# УСЛОВИЕ ЗАДАЧИ:
Спишите из текста о памяти и забвении весь фрагмент, начиная со слов «Забвение с его» и вплоть до слов «культурно-политического механизма селекции[28].» включительно, без каких-либо изменений.

Забвение с его особыми формами (невнимание, пренебрежение, игнорирование) является имманентной составной частью памятования; пробелы, оставляемые забвением, имеют конститутивный характер для организации памяти. Поэтому продуцирование незнания, потерь и забвения стало ныне новым полем научных исследований под названием агнотология. На незнание больше нельзя положиться; в эпоху «больших данных» (Big Data) незнание приходится специально продуцировать, сохранять и заново изучать в качестве культурно-политического механизма селекции[28].

Таким образом, возникает принципиальный вопрос об экономике памяти и ее селективных критериях. Как, где и кем они устанавливаются? Что и в каких случаях подлежит включению или исключению? Ницше интересовался этим вопросом с когнитивной и моральной точек зрения. В первом случае речь, по его мнению, идет о том, чтобы память контролировалась волей. «Веселость, спокойная совесть, радостная деятельность, доверие к грядущему – все это зависит как у отдельного человека, так и у народа от того, существует ли для него линия, которая отделяет доступное зрению и светлое от непроницаемого для света и темного»[29]. Такую способность Ницше приписывал сильному мужскому уму. В том же духе высказывался Бергсон: «Человек действия отличается своей способностью вызывать нужные воспоминания тем, что он воздвигает в собственном сознании барьер, который защищает его от массы бессвязных воспоминаний»[30]. Когнитивная психология и нейрология говорят сегодня об executive function (исполнительной функции). Под этим подразумевается способность сознания, отключая внимание от нерелевантных ассоциаций, фокусировать его исключительно на релевантной информации или событии[31].

Фрагменты набора данных с указанием точек

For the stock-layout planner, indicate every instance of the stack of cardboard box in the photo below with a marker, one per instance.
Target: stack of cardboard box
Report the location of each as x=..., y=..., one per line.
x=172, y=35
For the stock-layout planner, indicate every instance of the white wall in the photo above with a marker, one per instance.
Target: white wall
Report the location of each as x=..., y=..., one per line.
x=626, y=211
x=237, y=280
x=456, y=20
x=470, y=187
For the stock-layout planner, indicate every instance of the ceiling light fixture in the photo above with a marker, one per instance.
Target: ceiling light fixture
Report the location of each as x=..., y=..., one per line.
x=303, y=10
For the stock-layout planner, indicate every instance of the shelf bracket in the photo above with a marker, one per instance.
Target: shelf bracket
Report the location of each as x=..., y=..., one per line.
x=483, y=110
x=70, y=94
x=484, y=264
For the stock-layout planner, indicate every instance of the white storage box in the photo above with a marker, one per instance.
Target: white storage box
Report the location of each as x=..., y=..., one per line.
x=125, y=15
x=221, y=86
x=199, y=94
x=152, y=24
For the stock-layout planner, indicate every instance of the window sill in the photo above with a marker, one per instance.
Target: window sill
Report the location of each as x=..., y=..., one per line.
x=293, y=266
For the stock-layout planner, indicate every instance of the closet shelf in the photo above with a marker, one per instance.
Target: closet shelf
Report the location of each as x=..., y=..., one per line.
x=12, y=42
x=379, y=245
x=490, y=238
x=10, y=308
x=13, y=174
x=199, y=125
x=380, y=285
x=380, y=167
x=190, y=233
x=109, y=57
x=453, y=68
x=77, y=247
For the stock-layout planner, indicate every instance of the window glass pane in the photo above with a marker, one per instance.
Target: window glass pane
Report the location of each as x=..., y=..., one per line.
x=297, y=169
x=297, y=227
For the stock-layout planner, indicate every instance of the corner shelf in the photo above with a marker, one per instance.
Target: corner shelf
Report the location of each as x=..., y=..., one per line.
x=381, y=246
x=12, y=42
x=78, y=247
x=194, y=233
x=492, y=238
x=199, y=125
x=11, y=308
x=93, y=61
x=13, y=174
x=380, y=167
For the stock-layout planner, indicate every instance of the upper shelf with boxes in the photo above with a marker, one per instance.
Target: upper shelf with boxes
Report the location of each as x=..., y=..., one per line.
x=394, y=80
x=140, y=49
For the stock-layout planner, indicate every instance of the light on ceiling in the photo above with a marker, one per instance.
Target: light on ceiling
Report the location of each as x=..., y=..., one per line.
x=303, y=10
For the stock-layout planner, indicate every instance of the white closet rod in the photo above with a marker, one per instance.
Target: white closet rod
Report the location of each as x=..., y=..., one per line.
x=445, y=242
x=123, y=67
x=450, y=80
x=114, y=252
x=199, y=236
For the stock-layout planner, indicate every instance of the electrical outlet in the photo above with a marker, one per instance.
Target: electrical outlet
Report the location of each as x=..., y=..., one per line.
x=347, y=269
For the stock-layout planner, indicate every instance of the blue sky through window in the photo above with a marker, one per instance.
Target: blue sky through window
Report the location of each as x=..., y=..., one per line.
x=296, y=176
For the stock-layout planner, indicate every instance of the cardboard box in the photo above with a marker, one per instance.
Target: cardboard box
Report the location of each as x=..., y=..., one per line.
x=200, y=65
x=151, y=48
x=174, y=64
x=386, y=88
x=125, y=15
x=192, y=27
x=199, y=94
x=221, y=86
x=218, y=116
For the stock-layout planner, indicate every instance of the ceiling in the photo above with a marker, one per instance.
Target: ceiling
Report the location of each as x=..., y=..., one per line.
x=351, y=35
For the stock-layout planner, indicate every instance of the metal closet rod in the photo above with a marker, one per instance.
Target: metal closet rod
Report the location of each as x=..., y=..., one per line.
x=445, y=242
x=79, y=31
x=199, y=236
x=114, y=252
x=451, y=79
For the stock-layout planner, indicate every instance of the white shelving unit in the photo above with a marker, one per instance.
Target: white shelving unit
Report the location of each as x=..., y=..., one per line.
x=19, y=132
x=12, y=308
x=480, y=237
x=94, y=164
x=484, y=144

# РЕШЕНИЕ ЗАДАЧИ:
Забвение с его особыми формами (невнимание, пренебрежение, игнорирование) является имманентной составной частью памятования; пробелы, оставляемые забвением, имеют конститутивный характер для организации памяти. Поэтому продуцирование незнания, потерь и забвения стало ныне новым полем научных исследований под названием агнотология. На незнание больше нельзя положиться; в эпоху «больших данных» (Big Data) незнание приходится специально продуцировать, сохранять и заново изучать в качестве культурно-политического механизма селекции[28].